• _Exercise inputs_
■ ■ ■ ■ ■ ■ ■

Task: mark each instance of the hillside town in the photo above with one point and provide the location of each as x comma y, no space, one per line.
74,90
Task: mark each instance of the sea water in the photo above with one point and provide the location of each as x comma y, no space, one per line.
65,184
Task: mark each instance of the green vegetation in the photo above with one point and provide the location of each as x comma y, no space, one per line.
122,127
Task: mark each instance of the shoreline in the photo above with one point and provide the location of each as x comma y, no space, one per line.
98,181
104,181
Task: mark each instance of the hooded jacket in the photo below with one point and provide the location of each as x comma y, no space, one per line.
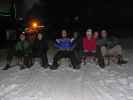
89,44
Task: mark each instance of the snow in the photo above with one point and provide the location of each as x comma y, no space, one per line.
89,83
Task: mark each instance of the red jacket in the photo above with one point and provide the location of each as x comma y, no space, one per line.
89,44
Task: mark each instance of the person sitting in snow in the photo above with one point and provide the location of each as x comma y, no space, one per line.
110,46
65,46
40,48
23,52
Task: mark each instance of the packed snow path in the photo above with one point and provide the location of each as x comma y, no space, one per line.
89,83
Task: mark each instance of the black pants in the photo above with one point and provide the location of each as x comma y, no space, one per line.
66,54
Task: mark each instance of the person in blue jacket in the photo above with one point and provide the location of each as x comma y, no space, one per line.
66,50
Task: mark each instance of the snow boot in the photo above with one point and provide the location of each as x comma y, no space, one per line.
54,67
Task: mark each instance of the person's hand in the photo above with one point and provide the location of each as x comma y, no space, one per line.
94,51
57,40
85,50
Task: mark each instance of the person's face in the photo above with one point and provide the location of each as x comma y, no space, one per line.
22,37
64,33
40,36
96,35
103,34
89,33
75,35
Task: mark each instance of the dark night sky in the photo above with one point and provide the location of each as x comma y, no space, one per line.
99,10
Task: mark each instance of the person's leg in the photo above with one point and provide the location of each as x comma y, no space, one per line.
57,57
28,60
75,62
9,58
44,60
100,53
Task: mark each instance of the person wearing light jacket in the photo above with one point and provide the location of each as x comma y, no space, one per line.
65,46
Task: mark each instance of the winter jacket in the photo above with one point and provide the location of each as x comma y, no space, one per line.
40,46
89,44
23,47
64,43
109,42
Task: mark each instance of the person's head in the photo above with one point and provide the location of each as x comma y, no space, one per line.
22,37
96,34
89,33
75,35
64,33
39,36
104,34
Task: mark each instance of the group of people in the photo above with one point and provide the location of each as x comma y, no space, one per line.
96,46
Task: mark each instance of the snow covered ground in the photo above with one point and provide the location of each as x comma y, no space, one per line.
90,83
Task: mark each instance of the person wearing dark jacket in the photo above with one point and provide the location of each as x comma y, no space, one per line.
111,46
65,46
23,52
40,49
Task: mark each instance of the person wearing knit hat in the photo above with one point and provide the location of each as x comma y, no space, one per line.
111,46
66,49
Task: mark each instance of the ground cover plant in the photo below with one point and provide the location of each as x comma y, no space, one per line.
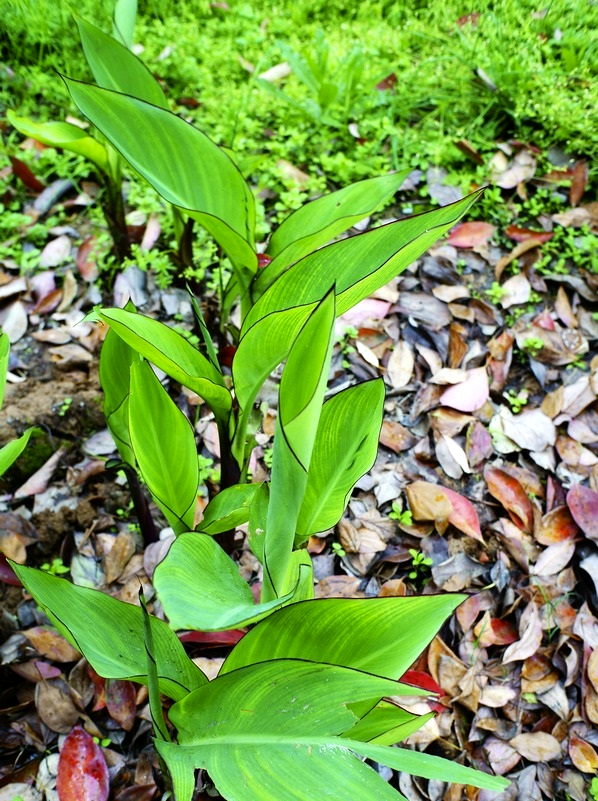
319,451
484,345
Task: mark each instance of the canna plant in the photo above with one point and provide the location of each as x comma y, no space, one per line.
311,689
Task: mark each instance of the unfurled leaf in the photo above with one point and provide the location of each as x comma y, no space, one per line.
511,495
82,770
583,505
109,633
222,601
299,720
164,447
345,448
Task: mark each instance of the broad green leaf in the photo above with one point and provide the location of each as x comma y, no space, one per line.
125,13
359,265
378,635
115,365
316,223
64,135
228,509
13,449
164,447
4,357
172,353
255,728
180,162
109,633
201,589
302,388
115,67
345,448
386,724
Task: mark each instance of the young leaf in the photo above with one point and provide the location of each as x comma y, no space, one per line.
4,357
359,265
164,447
125,13
378,635
115,67
254,728
172,353
181,163
345,448
200,587
109,633
228,509
63,135
116,359
13,449
316,223
302,390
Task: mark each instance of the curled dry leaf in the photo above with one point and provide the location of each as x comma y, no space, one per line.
583,505
509,492
82,769
537,746
531,636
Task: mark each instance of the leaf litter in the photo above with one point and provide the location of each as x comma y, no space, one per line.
487,468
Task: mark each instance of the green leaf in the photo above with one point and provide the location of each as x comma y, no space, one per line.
173,354
109,633
316,223
301,394
164,447
378,635
386,724
201,589
256,727
359,265
125,13
63,135
115,67
228,509
4,358
13,449
181,163
345,448
115,365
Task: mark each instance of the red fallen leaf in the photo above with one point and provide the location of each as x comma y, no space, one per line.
22,171
509,492
121,702
468,235
421,679
583,505
212,638
7,574
82,770
463,515
556,526
387,83
523,234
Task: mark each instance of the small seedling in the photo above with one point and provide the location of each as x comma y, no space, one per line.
420,565
496,292
516,400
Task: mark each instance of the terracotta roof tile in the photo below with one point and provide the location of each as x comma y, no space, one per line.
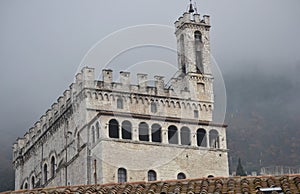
231,185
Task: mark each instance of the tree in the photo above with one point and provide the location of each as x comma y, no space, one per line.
239,170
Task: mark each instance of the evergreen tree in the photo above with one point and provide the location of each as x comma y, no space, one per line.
239,170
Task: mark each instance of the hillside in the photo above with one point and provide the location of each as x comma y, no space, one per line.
263,117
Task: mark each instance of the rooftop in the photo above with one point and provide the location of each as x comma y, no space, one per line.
257,184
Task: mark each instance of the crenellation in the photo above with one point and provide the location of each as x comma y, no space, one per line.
97,119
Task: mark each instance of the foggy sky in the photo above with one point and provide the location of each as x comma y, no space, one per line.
43,42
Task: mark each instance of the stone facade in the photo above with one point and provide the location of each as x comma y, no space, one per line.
102,131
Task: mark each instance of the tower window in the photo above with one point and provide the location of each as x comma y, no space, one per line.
198,51
201,138
181,175
93,134
98,130
182,54
196,114
185,136
52,166
122,175
126,130
214,139
113,128
153,107
156,133
120,103
45,171
172,134
32,182
151,175
143,131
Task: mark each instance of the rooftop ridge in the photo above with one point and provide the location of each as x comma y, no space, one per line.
183,181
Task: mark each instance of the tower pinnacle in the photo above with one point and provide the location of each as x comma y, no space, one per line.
191,10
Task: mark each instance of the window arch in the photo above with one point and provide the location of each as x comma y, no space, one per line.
45,172
120,103
126,130
172,134
201,137
156,133
143,131
182,54
152,175
198,51
122,175
153,107
185,136
52,166
32,182
214,139
113,128
93,134
181,175
98,130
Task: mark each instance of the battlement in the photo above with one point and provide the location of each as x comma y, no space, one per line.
179,88
190,18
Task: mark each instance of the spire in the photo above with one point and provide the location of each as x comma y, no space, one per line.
191,10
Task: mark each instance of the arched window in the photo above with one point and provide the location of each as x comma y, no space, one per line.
182,54
52,166
181,175
143,131
113,128
172,134
151,175
198,51
93,134
120,103
196,114
122,175
45,172
153,107
126,130
98,130
156,133
185,136
32,182
214,139
201,137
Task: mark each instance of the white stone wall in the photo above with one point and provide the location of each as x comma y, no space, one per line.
85,154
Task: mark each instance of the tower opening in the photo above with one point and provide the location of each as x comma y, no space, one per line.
198,52
182,55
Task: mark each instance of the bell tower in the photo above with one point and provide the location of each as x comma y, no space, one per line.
193,43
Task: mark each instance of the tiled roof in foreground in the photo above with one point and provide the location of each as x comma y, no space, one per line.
288,184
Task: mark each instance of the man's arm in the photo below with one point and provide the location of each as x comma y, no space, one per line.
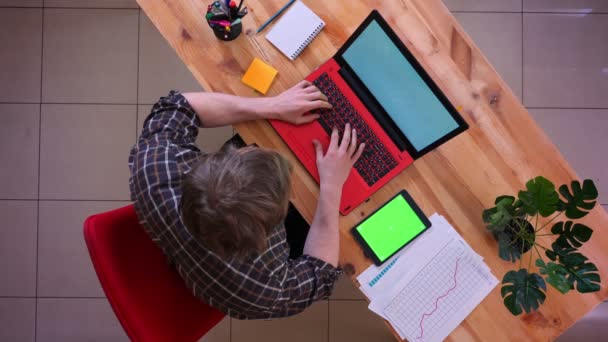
323,241
215,110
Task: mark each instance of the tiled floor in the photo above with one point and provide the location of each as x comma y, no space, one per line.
77,78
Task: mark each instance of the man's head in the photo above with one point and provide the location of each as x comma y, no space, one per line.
233,198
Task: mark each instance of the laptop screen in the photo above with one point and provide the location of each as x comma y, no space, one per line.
398,87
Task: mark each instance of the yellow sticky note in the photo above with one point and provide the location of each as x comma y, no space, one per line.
259,76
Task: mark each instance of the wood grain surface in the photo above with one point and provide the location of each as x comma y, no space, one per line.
501,151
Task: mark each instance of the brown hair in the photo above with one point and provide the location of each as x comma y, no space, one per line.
233,198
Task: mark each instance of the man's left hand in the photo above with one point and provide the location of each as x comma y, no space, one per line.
295,104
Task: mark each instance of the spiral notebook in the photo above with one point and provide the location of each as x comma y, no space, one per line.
295,30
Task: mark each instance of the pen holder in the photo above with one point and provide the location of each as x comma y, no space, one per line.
227,35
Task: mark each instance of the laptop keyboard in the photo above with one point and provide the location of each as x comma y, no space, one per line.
376,161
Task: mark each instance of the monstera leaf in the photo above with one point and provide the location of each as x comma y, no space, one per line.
506,209
540,197
580,272
507,249
557,250
570,234
556,275
580,198
523,290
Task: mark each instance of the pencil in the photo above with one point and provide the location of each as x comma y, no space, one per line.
276,15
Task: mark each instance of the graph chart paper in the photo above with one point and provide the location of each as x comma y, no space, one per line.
441,295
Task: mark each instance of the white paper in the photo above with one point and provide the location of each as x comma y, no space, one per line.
385,285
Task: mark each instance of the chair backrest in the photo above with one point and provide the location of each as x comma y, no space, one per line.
149,298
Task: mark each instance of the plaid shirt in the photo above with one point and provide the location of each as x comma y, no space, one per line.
267,286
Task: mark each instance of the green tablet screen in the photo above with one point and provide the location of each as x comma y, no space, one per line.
391,228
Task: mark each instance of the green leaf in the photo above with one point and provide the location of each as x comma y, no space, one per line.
499,217
557,250
540,197
571,236
523,290
580,198
580,272
556,275
507,249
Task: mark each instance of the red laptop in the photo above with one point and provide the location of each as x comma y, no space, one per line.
375,84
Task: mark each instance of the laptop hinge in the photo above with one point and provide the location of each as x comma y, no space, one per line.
377,112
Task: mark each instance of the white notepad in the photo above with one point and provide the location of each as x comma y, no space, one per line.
295,30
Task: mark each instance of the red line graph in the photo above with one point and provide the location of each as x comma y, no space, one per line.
437,302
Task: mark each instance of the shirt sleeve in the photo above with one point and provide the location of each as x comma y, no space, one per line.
303,281
157,163
172,119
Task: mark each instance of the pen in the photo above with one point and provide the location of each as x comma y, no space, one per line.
220,22
276,15
233,11
238,10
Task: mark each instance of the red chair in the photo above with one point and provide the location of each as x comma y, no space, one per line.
148,296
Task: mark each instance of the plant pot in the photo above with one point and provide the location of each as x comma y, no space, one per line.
513,229
222,34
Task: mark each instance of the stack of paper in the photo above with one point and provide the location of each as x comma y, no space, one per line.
431,286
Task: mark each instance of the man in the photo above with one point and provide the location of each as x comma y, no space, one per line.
218,217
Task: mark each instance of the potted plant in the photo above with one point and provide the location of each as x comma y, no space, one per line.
514,223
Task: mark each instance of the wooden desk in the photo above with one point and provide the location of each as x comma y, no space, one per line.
501,151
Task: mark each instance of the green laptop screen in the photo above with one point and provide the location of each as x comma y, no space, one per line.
391,228
399,88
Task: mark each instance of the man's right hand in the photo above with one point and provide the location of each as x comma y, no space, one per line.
335,166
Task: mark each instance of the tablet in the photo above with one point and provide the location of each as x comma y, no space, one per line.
390,228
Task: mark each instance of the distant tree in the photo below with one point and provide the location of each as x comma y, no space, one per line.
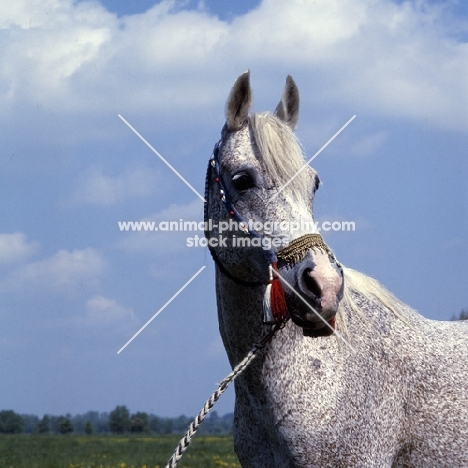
11,422
30,422
463,315
43,426
139,423
64,425
119,420
89,428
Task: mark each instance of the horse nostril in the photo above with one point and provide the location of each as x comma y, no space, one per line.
311,284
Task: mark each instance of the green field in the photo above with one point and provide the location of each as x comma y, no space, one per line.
35,451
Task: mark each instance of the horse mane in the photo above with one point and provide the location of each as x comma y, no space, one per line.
281,152
357,285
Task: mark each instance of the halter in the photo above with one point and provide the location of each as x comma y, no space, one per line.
275,307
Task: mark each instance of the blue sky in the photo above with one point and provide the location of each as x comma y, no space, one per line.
74,289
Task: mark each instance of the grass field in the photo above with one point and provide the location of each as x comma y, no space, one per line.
34,451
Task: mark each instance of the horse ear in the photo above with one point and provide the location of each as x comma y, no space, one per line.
239,102
288,108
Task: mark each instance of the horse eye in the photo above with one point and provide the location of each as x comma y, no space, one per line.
242,181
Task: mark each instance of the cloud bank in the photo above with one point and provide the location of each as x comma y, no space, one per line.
404,60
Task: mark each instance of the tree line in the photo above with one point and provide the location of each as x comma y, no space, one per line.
118,421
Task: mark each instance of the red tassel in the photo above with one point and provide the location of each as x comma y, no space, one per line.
279,307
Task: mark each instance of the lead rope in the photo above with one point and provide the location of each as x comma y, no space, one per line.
222,387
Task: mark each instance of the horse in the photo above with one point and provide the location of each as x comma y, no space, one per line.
353,377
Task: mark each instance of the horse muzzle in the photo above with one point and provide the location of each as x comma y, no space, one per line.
313,291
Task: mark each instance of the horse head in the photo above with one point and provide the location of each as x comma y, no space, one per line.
259,217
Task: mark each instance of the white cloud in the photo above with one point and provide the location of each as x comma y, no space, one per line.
168,241
400,60
63,273
14,247
100,189
102,312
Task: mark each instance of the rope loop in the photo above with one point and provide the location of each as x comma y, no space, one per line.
222,387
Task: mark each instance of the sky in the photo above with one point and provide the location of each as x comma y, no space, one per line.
74,288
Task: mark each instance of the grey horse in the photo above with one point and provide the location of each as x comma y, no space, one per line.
356,378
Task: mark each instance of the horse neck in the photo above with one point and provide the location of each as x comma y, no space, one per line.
240,316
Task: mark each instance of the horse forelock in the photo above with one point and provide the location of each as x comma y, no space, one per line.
280,152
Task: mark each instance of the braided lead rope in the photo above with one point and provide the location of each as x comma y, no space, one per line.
222,387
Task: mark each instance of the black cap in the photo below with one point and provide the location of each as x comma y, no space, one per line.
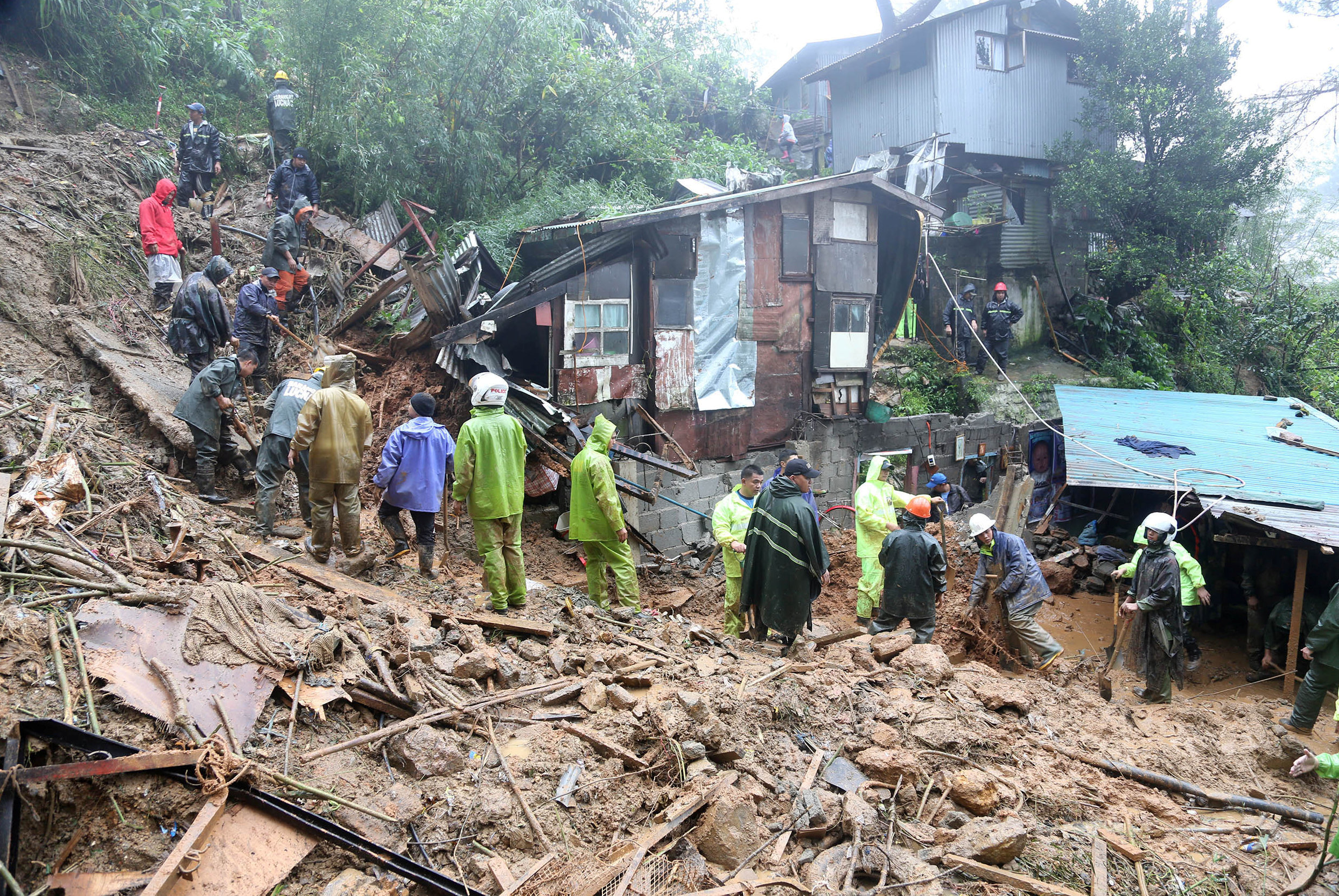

■ ■ ■ ■ ■ ■ ■

Gather each line of the data above that contains the word "blue", and copy each of those lines in full.

Task: mark each instance of the person in blue jacket in the photo above with one point and provide the location of each as x comma y, no space, one per line.
Task: mark each instance of the blue sky in the photo above with one point and provide the location of each as x comma y, no space, one per line.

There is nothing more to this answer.